Your instructions
Quote the following lines word for word, keeping every character and line break unchanged.

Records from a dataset
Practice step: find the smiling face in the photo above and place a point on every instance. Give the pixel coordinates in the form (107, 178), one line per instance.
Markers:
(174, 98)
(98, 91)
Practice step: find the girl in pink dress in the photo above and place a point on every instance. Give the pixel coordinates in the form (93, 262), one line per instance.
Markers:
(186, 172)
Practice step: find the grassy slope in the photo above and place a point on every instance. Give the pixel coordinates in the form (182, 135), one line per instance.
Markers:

Output of the task
Practice step: find the smiling face in the photo above and place a point on every instance. Give the pixel coordinates in the form (107, 178), one line per instance.
Markers:
(174, 98)
(98, 91)
Practice step: find the girl in pink dress in the photo above and place a point on every instance. Give the pixel coordinates in the form (93, 262), one line per instance.
Markers:
(186, 172)
Practice step: find the grassy slope in the photo above and place a point on every instance. Give the pixel coordinates in the form (182, 135), one line per instance.
Markers:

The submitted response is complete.